#### Excerpt to read:
View Full Version : Interesting Article

February 2nd, 2007, 08:28 PM
What do you all think? Ande, is this the reason you train the way you do?


The Fortress
February 2nd, 2007, 10:55 PM
I think this is quite persuasive! I have always trained somewhat this way as a master. I am currently making an effort to train much more this way. (I've called it "aerobic-lite" on the Ask Ande thread. AKA "race pace" low yardage training.) I think training fast works well for sprinters and it's pretty fun. I hope to test out this theory more fully at meets this spring. This type of training also helps me because my shoulder can't sustain the pounding of too much engine-building type yardage/training. Not that I wouldn't like to do it, and haven't in the past, I just am more limited at the moment and seem more genetically suited to sprinting. Plus, I'm The Flash and a FAF Sista.

I didn't read the article with great lawyerly-like deliberation, but it appeared to suggest the same findings would apply to distance swimmers. I can't really comment with any authority on that. But it seems like distance swimmers might need some aerobic work along with pure anaerobic work.

Allen Stark
February 2nd, 2007, 11:05 PM
YES,YES,YES.Take that Morgan's coach:argue: That is the way I train,and it's more fun.Swimming fast feels good and it is actually easier to sprint fast on my own than to optimumly push myself at longer distances on my own. If you don't train fast how can you swim fast? Again YES!!:groovy:

The Fortress
February 2nd, 2007, 11:28 PM
YES,YES,YES.Take that Morgan's coach:argue:


Maybe Morgan can nicely hand the article to her coach when they're having that discussion on sprinting workouts you recommended. If he doesn't listen up, I think he's destined for a well deserved, not-so-nice threadies nomination from some of us or from Morgan.

How can college swim coaches (or any coach really) not keep reasonably up to date on the latest swimming developments and thinking?! Hopefully, they're not all just paid to say "Ready Go."

February 2nd, 2007, 11:56 PM
Being a former runner, this makes a lot of sense to me. I've always wondered about this obsession with yardage (and have even been caught up in it) and how swimming large volumes of yardage at relatively pedestrian speeds can be beneficial to someone who races primarily sprints. When I was training for 880 and mile races the bulk of my training was intervals of 220 to 660 yards at race pace with a relatively short recovery. About half of my training was what was considered LSD but my training regimen usually consisted of 3-5 miles of steady runs in the morning and 1-2 hours of track work in the afternoons. I never tracked the distance of the afternoon workouts, it was more about the intensity and speed. It appears that Ande has already figured it out.

Point localization data:
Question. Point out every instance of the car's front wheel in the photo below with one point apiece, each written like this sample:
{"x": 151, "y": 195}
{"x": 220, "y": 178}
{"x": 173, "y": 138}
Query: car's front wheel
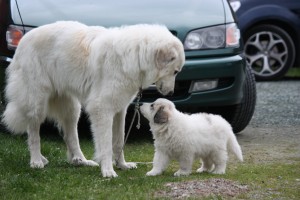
{"x": 269, "y": 50}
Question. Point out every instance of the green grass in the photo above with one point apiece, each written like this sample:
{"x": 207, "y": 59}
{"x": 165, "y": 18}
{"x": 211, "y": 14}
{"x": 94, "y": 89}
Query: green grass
{"x": 60, "y": 180}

#### Task to complete:
Can you carry on the swim training forum thread from its final sentence? None of these rows are needed.

#### Reply to the task:
February 3rd, 2007, 10:41 AM
I thought this was pretty interesting:

The way to increase your distance per stroke is to increase the force generated by the active muscles and achieve an optimum position in the water. This is best achieved by high-intensity training, with the aim of developing power in the water at race pace.
This is the opposite to what one frequently hears.

February 3rd, 2007, 12:55 PM
"In the world of running – thanks to the influence of pioneering physiologists and coaches such as Frank Horwill, Veronique Billat, Jack Daniels and our own Owen Anderson – the focus of training is now on ‘pace’ rather than lactate levels or heart rates."

I have to admit, the idea of training with Jack Daniels is intriguing.

February 3rd, 2007, 01:03 PM
I have to admit, the idea of training with Jack Daniels is intriguing.

Remember that poll about blowing chow during workouts? I think the Jack Daniels approach might skew the results on that one :)

Redbird Alum
February 3rd, 2007, 01:22 PM
"... Costill tracked the performance of competitive swimmers over a four-year period ... Improvements in swim times were identical for both groups at around 0.8% per year for all events. ..."

I was glad to see this type of long-term study included. I think single season-only studies, while easier to implement, leave too much room for interactive and intersecting factors.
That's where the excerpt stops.